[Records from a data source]
+---+
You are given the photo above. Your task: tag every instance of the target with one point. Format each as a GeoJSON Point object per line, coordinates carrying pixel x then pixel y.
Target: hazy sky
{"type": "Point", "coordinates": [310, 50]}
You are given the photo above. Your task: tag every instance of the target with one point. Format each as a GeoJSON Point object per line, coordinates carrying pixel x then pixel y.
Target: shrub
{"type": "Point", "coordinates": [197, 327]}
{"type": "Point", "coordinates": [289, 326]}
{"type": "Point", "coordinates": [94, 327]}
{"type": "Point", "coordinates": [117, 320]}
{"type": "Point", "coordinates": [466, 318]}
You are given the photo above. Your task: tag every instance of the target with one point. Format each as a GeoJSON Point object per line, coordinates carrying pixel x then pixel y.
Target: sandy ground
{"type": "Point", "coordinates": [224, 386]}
+---+
WORK INSTRUCTIONS: Return the data exactly. Include every record.

FINISHED TASK:
You are given the photo above. Your task: tag every instance of the target with one point. Format each as a GeoJSON Point object per line, coordinates carrying pixel x then pixel y.
Target: hazy sky
{"type": "Point", "coordinates": [310, 50]}
You are given the photo above. Your task: tag every instance of the target with one point. Format each as a GeoJSON Point object per line, coordinates carrying pixel x then pixel y.
Target: shrub
{"type": "Point", "coordinates": [197, 327]}
{"type": "Point", "coordinates": [289, 326]}
{"type": "Point", "coordinates": [94, 327]}
{"type": "Point", "coordinates": [117, 320]}
{"type": "Point", "coordinates": [466, 318]}
You are given the photo above. Your task: tag every instance of the target with one point. Format each as a GeoJSON Point object per line, coordinates carrying pixel x then pixel y.
Target: sandy ground
{"type": "Point", "coordinates": [224, 386]}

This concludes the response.